Reproduce every row below verbatim.

— start of Available data —

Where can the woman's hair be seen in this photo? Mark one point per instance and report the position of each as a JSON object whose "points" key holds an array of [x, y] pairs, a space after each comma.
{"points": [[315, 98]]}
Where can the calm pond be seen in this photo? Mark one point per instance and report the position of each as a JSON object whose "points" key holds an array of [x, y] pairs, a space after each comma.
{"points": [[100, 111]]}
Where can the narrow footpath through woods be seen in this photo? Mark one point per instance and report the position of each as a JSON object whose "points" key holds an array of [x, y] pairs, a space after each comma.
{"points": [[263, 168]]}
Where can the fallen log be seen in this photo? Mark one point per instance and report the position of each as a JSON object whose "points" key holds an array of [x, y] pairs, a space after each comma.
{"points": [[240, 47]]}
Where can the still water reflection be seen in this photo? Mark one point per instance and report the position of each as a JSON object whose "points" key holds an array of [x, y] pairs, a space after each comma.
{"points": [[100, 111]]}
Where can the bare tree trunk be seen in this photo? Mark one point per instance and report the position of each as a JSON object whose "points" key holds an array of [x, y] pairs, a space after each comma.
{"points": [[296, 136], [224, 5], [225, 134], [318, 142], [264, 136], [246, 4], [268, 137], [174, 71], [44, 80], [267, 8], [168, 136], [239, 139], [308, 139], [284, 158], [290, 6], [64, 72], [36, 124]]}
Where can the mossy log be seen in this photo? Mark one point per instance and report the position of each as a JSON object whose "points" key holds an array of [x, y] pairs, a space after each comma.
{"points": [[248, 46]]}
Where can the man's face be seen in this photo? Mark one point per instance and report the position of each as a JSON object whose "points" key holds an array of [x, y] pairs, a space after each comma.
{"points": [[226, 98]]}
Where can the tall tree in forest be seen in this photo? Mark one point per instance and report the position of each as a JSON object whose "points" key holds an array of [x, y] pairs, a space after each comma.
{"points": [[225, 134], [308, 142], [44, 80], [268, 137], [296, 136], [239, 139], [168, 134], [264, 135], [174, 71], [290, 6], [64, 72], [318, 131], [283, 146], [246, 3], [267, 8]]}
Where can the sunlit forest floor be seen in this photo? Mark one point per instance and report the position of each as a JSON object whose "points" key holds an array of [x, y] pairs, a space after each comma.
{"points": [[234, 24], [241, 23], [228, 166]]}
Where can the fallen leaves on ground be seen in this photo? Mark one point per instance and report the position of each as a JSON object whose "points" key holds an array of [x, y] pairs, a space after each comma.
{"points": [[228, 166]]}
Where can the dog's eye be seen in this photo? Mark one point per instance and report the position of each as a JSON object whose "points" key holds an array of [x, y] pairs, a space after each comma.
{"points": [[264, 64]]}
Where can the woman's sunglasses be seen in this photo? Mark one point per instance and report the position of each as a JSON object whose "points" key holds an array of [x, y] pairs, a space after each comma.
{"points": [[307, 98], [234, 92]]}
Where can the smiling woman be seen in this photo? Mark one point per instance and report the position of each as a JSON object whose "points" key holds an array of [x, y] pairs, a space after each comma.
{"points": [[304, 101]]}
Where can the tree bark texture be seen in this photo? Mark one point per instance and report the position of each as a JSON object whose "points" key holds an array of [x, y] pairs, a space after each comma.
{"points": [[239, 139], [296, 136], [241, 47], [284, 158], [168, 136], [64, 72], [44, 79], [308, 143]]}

— end of Available data —

Finished answer -
Where can the woman's hair be seen in this photo? Mark one point per instance and report the position of each as a JSON object whose "points" key holds an array of [x, y] pairs, a space after each comma.
{"points": [[315, 98]]}
Where can the calm pond be seen in this photo? Mark one point per instance and report the position of each as a JSON object whose "points" key holds an array of [x, y] pairs, a space after each comma.
{"points": [[100, 111]]}
Where can the narrow footpath through woods be seen in this photo? Mark one point per instance and report the position of each as a JSON object whose "points" key holds an array of [x, y] pairs, a space after each comma.
{"points": [[263, 168]]}
Where can the fallen log be seen in this photo? Mark one point per instance and report the position of each as a JSON object whose "points" key holds an array of [x, y] pairs, a space after each comma.
{"points": [[240, 47]]}
Where can the still water reflection be seen in this photo? Mark one point per instance and report the position of each as a JSON object whose "points" key holds an array of [x, y] pairs, a space after each comma.
{"points": [[100, 111]]}
Where can the bare tree trunk be seen in this photo? Mark one point per instance and report the position of each as a JSON object whose "points" key holds an array of [x, y] pairs, a space after each comma.
{"points": [[296, 136], [224, 5], [225, 134], [318, 142], [264, 136], [246, 4], [268, 137], [174, 71], [44, 80], [267, 8], [168, 136], [239, 139], [308, 139], [284, 158], [290, 6], [64, 72], [36, 124]]}
Where can the mossy log be seen in this photo? Mark one point per instance and report the position of each as a JSON object whose "points" key holds an array of [x, y] pairs, a space after each comma.
{"points": [[248, 46]]}
Where can the man's face be seen in this photo? Mark one point per instance and report the position of each as a JSON object whose "points" key holds an array of [x, y] pairs, a space after each comma.
{"points": [[226, 98]]}
Where can the tall tree in forest be seen in this photo? Mark one point per instance and report the position of each as a JSON object whose "points" key holds an array of [x, y] pairs, a space after each comma.
{"points": [[225, 134], [308, 142], [44, 80], [268, 137], [296, 136], [239, 139], [168, 134], [264, 135], [174, 71], [290, 6], [64, 72], [318, 131], [283, 146], [246, 3], [267, 8]]}
Where can the sunlit forest floor be seen in this photo? Mark one point per instance and report the position of each as a JSON object whose "points" key holds an array of [x, y] pairs, a space after each comma.
{"points": [[234, 24], [241, 23], [228, 166]]}
Where can the fallen leaves on ground be seen in this photo? Mark one point per instance and report the position of each as a JSON object whose "points" key holds an array of [x, y] pairs, a space after each comma.
{"points": [[228, 166]]}
Where can the dog's eye be seen in this photo? Mark one point per instance and report the position of each as a JSON object whose "points" key holds an array of [x, y] pairs, a space after each comma.
{"points": [[264, 64]]}
Where can the woman's sunglasses be seen in this photo? Mark one point per instance and report the position of each as a JSON object whose "points" key holds an array of [x, y] pairs, a space after each comma.
{"points": [[307, 98], [234, 92]]}
Where can the smiling woman be seen in this photo? Mark one point per instance and report the position of each as a JSON object whose "points" key holds an array of [x, y] pairs, a space after each comma.
{"points": [[304, 101]]}
Where can the tree bark texture be seen in this photo? Mark one point per instance and report the position of each as a JSON object whose "points" key holds an array of [x, y] pairs, a space after each comma.
{"points": [[239, 139], [296, 136], [241, 47], [284, 158], [168, 136], [64, 72], [44, 79], [308, 143]]}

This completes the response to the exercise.